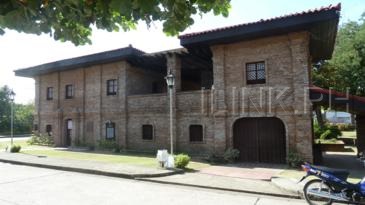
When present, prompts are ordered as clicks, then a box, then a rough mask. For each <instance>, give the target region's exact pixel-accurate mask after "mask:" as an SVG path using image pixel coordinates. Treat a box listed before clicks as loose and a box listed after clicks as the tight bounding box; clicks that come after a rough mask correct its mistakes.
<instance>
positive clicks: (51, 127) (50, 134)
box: [46, 125, 52, 136]
mask: <svg viewBox="0 0 365 205" xmlns="http://www.w3.org/2000/svg"><path fill="white" fill-rule="evenodd" d="M46 132H47V134H48V136H51V135H52V125H46Z"/></svg>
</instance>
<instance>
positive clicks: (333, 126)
mask: <svg viewBox="0 0 365 205" xmlns="http://www.w3.org/2000/svg"><path fill="white" fill-rule="evenodd" d="M341 135H342V132H341V130H340V129H339V128H338V126H337V125H333V124H332V125H331V124H325V125H323V127H320V126H319V125H318V123H315V124H314V136H315V138H317V139H323V140H324V139H337V137H339V136H341Z"/></svg>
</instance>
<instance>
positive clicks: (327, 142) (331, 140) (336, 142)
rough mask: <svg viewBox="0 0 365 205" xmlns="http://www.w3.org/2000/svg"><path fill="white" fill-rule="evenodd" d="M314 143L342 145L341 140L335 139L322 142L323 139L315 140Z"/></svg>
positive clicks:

════════════════

Turn the rows above into a numbered list, one line per item, with blank lines and pictures omitted.

1. When present, prompts are ordered as clicks, then a box, then a rough mask. For each <instance>, give the target region's exact pixel-accurate mask after "mask:" as an SVG path using image pixel coordinates. Treat a box listed before clicks as loose and a box listed after clicks as the tight bounding box; clicks that come after a rough mask correct its mistakes.
2. <instance>
3. positive clicks: (51, 127) (50, 134)
4. box: [46, 125, 52, 136]
5. mask: <svg viewBox="0 0 365 205" xmlns="http://www.w3.org/2000/svg"><path fill="white" fill-rule="evenodd" d="M46 132H47V134H48V136H51V135H52V125H46Z"/></svg>
6. </instance>
7. <instance>
8. positive clicks: (333, 126)
9. mask: <svg viewBox="0 0 365 205" xmlns="http://www.w3.org/2000/svg"><path fill="white" fill-rule="evenodd" d="M341 135H342V132H341V130H340V129H339V128H338V126H337V125H333V124H332V125H331V124H325V125H323V127H320V126H319V125H318V123H315V124H314V136H315V138H317V139H323V140H324V139H337V137H339V136H341Z"/></svg>
10. </instance>
11. <instance>
12. positive clicks: (327, 142) (331, 140) (336, 142)
13. rough mask: <svg viewBox="0 0 365 205" xmlns="http://www.w3.org/2000/svg"><path fill="white" fill-rule="evenodd" d="M314 143L342 145L341 140L335 139L322 142L323 139L315 140Z"/></svg>
14. positive clicks:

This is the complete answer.